**WORK TO COMPLETE**.
[a] In the passage about Paul Fussell below, translate this sentence into French: "He realized there was nothing romantic about war, only mud, cold, death, outrage and fear."
[b] Write the next few sentences of the passage about Paul Fussell below, picking up after its final sentence.

**SOURCE DOCUMENT**.
§

For social historian and critic Paul Fussell, the most enduring moments of truth came as a 20-year-old platoon leader in France during World War II. German shrapnel tore up his back and thigh. The blood and guts of fellow soldiers were spewed on him. His staff sergeant died in his arms. He realized there was nothing romantic about war, only mud, cold, death, outrage and fear.
“The war,” Fussell told The Washington Post decades later, “is behind everything I do,” beginning with his book “The Great War and Modern Memory,” a classic 1975 critique of art and literature after World War I that showed how that conflict forever changed Western society and culture.
“Every war is ironic because every war is worse than expected,” Fussell wrote. “Every war constitutes an irony of situation because its means are so melodramatically disproportionate to its presumed ends.”

§

[Lines from a pointing dataset]
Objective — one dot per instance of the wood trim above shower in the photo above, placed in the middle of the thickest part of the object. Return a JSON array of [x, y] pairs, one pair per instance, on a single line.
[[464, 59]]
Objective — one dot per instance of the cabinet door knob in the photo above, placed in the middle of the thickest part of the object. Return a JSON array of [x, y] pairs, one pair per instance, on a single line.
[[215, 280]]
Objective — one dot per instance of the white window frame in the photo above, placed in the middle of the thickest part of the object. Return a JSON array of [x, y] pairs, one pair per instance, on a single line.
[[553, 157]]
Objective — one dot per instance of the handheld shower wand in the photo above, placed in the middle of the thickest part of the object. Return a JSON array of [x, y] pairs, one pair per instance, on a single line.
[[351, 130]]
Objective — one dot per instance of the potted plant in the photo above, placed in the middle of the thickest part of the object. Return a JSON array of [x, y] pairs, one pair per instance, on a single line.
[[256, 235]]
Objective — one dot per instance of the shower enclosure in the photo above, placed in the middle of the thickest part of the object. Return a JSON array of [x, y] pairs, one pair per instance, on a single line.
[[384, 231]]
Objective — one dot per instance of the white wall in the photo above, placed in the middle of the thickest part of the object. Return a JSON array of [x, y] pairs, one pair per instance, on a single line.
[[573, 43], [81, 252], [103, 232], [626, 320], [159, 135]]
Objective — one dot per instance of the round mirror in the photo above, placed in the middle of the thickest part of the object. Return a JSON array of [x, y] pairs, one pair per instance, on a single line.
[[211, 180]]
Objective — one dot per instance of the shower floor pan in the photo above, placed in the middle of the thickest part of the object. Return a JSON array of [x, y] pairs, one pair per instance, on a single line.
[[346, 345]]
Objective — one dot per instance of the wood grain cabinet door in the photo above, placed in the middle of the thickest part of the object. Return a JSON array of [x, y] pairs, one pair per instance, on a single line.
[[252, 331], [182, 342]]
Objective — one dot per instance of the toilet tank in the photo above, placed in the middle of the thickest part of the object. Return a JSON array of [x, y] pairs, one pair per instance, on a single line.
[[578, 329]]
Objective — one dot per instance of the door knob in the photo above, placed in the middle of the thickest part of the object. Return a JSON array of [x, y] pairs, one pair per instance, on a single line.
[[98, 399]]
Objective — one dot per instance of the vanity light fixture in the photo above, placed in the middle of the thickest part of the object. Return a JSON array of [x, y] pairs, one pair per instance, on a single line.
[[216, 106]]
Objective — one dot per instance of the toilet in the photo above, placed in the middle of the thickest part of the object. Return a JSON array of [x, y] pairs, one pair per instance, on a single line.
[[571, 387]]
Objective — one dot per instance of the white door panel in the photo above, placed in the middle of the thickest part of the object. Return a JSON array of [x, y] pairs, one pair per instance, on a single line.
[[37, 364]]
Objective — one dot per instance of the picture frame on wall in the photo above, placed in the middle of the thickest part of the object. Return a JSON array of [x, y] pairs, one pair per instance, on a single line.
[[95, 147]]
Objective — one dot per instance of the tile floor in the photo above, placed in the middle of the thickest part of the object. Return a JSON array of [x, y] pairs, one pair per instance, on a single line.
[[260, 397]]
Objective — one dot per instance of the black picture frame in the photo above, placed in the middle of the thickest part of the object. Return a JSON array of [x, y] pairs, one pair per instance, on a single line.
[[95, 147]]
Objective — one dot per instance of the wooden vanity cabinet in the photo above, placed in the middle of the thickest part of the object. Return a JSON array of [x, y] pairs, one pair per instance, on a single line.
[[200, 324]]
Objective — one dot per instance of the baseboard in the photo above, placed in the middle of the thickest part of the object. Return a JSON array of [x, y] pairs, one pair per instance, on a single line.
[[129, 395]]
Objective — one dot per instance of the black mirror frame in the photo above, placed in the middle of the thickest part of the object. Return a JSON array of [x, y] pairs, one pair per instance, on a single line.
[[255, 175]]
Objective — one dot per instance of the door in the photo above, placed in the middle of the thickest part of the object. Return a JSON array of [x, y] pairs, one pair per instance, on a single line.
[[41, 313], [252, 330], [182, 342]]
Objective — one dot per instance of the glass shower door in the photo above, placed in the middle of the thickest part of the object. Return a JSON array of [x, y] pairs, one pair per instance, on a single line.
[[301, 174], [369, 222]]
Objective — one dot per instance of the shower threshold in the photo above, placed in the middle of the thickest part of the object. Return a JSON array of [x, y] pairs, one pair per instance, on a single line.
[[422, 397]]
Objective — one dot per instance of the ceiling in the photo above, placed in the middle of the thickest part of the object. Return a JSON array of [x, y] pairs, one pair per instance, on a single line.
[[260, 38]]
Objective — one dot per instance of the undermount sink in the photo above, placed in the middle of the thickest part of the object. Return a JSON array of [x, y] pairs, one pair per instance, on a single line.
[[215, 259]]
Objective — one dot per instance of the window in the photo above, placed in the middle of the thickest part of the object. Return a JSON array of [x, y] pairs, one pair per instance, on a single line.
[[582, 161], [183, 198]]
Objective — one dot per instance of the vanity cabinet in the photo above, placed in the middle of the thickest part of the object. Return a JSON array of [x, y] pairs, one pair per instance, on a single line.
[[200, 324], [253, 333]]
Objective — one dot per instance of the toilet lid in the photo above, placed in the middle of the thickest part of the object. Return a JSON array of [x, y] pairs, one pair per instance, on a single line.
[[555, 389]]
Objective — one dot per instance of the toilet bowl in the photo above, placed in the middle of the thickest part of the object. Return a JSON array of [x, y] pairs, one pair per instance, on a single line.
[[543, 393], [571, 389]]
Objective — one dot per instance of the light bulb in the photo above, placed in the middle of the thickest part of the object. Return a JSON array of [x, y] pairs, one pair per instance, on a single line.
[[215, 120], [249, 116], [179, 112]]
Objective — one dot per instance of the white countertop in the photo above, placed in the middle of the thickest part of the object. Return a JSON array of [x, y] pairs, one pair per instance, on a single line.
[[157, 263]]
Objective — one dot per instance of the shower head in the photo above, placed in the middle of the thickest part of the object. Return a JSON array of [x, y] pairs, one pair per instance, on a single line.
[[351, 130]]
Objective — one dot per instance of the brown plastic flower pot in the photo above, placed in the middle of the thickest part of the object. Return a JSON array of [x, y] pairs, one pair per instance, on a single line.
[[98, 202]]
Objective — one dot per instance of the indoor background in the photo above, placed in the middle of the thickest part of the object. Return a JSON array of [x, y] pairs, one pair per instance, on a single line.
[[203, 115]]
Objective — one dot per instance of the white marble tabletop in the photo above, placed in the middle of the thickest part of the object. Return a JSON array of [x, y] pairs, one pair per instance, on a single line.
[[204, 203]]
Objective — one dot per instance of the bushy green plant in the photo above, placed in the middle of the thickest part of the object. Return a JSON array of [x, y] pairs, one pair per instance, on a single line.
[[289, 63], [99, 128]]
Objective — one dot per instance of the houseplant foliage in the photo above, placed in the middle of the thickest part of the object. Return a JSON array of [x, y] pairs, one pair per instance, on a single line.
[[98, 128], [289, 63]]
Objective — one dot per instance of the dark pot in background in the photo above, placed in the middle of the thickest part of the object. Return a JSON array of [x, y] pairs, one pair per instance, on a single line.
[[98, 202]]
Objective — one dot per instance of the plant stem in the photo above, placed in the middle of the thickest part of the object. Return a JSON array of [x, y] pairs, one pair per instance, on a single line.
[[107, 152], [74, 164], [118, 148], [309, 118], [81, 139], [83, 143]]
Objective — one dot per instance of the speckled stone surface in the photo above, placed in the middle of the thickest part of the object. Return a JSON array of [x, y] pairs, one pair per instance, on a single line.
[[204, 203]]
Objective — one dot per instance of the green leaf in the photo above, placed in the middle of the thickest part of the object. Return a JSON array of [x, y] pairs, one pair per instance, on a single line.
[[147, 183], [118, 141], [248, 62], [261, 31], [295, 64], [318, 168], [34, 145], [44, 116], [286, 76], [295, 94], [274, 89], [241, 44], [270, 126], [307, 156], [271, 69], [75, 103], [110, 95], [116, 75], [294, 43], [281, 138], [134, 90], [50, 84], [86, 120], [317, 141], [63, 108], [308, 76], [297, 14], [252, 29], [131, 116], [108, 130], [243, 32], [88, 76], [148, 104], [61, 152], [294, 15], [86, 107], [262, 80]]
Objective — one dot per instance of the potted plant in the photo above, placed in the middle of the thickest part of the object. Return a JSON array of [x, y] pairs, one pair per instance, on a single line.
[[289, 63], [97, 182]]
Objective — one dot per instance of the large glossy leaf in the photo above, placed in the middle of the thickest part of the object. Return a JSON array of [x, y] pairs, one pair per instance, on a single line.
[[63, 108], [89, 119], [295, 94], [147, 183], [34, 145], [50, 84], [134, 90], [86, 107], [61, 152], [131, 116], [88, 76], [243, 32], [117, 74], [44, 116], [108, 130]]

§

**EXPECTED RESULTS**.
[a] Il comprit que la guerre n'avait rien de romantique, qu'il n'y avait que la boue, le froid, la mort, l'indignation et la peur.

[b]
“The Great War and Modern Memory,” which won the National Book Award and the National Book Critics Circle Award, turned Fussell, a little-known expert on 18th century English literature, into an intellectual celebrity.
Fussell, 88, who died of natural causes Wednesday in Medford, Ore., “was a serviceman to the world in terms of understanding the horrors of war,” said his stepson, Cole Behringer.
Several of Fussell’s books dealt with war, including “Thank God for the Atom Bomb and Other Essays” (1988), “The Boys’ Crusade: The American Infantry in Northwestern Europe, 1944-1945” (2003), and his memoir, “Doing Battle: The Making of a Skeptic” (1996).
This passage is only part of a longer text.